**Records to use:**
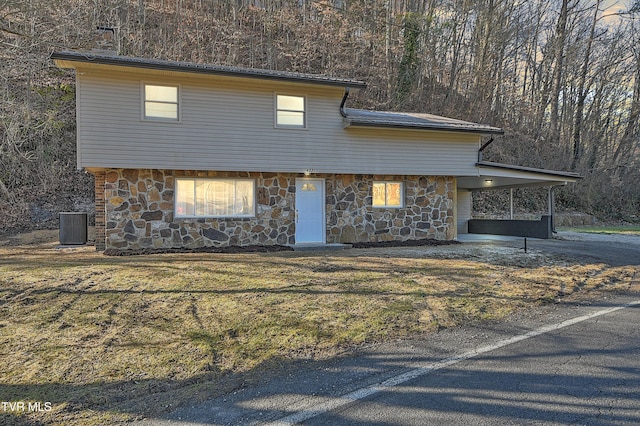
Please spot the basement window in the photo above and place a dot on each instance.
(387, 194)
(214, 197)
(161, 103)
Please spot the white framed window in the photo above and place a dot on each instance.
(195, 197)
(291, 111)
(161, 102)
(387, 194)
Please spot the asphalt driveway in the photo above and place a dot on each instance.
(570, 362)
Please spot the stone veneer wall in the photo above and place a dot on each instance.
(139, 211)
(428, 210)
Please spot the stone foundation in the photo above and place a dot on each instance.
(427, 212)
(139, 211)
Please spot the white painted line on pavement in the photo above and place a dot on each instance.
(422, 369)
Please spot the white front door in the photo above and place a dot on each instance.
(310, 211)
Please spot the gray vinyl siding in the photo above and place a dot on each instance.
(227, 124)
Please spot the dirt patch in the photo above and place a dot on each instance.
(272, 248)
(408, 243)
(227, 249)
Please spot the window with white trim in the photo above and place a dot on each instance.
(387, 194)
(161, 103)
(214, 197)
(291, 111)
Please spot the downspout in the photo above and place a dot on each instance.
(483, 147)
(344, 101)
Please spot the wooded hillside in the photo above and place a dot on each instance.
(562, 77)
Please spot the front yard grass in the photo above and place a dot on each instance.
(110, 339)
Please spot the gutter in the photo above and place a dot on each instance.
(483, 147)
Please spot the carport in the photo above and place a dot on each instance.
(497, 176)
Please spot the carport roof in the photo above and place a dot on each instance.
(493, 176)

**What is being asked:** Word for word, return the material above, but drop the pictures.

**Exercise result:**
Please spot the basement window in the photo above and place a dot on each instance.
(387, 194)
(214, 197)
(161, 103)
Please spot the white framed window in the photo above and place a dot on each instance.
(195, 197)
(291, 111)
(161, 102)
(387, 194)
Please spot the asphalt driveway in the photo above and place a dot on each instance.
(570, 362)
Please spot the stone veneer wall in the photo above and place a dot on each instance.
(139, 211)
(428, 210)
Please spot the stone foundation in the photo above and place a dot on each instance.
(427, 212)
(139, 211)
Please spot the white painted line on pavement in the photo above and place a dot on each instance.
(422, 369)
Please spot the white front door in the photo above and place a dot on each instance.
(310, 211)
Please spot the gray vinyl siding in the photo above and place a dot on each instance.
(227, 124)
Please spot the dirt patch in the photo above and place a dot on each instance.
(272, 248)
(408, 243)
(227, 249)
Please spot the window with white trim in the photo above and place a dot on each instance.
(387, 194)
(161, 103)
(214, 197)
(291, 111)
Please spot the downspout in the photo above and place a dot on each instance.
(483, 147)
(344, 101)
Please spot the wooded hillside in the photo above and place a dot on each instance.
(562, 77)
Please spot the front yard grass in the photo above and place a dot on each instance.
(110, 339)
Please spot the gutter in the photo above and place a dot on each instance.
(483, 147)
Please spot the carport in the photo above and place a dot on each instance.
(497, 176)
Please spot the carport roof in the photo above and place a dot on each instance.
(493, 176)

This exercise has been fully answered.